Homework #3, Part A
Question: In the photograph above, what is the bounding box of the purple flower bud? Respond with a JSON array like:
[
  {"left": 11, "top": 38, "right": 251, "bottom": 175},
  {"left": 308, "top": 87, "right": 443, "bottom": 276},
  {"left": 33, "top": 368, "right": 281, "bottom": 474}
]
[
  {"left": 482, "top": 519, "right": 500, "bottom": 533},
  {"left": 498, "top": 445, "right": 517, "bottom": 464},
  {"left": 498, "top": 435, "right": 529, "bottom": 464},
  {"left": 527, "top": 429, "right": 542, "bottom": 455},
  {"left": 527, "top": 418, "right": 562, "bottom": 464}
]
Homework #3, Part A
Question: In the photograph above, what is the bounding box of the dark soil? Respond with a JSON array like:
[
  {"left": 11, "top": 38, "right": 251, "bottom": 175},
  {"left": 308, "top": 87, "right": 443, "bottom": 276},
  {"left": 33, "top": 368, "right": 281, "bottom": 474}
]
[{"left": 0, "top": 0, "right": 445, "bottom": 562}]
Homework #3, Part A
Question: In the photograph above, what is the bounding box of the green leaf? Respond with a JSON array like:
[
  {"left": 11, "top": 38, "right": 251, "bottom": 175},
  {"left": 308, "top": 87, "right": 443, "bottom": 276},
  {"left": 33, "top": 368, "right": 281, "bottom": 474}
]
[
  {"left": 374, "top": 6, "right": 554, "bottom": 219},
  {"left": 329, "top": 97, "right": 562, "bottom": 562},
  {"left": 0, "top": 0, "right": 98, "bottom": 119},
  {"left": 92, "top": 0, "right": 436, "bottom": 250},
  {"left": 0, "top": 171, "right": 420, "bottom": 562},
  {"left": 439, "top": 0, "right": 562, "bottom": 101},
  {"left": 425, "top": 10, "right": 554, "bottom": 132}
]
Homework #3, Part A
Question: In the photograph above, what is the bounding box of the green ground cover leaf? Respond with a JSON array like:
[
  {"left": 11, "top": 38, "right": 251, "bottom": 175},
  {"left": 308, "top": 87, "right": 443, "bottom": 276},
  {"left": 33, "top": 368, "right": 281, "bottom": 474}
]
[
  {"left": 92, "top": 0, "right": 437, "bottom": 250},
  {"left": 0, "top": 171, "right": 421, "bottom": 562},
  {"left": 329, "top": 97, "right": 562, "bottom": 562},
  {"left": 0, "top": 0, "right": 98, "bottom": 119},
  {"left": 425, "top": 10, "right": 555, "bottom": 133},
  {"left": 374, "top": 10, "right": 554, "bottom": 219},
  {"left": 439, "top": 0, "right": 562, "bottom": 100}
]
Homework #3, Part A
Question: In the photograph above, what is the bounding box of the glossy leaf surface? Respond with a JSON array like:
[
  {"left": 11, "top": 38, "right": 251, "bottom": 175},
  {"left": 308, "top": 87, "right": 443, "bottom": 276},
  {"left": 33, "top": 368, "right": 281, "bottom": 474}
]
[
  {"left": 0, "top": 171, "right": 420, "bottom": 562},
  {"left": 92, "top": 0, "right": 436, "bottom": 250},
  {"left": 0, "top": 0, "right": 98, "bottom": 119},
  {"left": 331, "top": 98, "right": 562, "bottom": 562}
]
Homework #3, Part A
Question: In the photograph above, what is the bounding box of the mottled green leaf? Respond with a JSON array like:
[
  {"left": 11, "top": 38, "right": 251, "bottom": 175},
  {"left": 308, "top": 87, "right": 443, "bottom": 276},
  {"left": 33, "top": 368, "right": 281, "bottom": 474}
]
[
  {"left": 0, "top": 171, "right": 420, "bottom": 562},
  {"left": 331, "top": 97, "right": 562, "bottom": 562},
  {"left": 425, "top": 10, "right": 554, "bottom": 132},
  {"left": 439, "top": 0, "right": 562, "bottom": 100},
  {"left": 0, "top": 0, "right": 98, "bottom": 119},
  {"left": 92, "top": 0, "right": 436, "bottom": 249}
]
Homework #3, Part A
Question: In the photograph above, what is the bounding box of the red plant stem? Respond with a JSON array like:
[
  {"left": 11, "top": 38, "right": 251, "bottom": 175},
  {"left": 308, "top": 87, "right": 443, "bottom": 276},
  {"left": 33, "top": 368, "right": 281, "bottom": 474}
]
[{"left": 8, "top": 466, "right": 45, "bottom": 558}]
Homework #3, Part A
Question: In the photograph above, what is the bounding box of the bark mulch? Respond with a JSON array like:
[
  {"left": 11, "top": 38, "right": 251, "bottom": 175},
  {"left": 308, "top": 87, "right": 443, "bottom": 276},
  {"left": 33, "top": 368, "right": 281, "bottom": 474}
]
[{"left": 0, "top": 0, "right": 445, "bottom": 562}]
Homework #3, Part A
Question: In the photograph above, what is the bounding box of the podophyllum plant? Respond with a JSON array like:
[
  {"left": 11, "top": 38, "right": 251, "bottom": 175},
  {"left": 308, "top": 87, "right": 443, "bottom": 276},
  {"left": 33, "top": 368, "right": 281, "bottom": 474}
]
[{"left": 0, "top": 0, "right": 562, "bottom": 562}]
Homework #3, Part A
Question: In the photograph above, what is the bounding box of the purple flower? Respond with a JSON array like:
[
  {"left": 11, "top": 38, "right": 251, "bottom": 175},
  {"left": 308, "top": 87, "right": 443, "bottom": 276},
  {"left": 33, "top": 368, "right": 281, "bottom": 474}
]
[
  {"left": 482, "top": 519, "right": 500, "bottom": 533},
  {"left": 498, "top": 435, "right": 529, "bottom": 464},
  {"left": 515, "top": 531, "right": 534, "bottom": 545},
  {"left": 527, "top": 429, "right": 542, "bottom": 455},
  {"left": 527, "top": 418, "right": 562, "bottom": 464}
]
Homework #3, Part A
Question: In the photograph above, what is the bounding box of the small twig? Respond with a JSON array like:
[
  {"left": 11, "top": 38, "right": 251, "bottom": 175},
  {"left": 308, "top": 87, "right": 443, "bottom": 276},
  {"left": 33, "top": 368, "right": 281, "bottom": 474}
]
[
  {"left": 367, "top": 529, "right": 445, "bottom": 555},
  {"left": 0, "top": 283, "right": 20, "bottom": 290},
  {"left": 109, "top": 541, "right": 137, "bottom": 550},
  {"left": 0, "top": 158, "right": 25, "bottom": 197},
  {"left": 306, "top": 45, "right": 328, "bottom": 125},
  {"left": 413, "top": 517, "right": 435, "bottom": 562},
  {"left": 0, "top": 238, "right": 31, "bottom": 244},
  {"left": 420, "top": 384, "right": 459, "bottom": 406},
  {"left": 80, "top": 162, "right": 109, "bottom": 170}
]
—————
What is asked >> Count the lines above that contain the word "purple" and reply with that number only.

Result of this exercise >> 2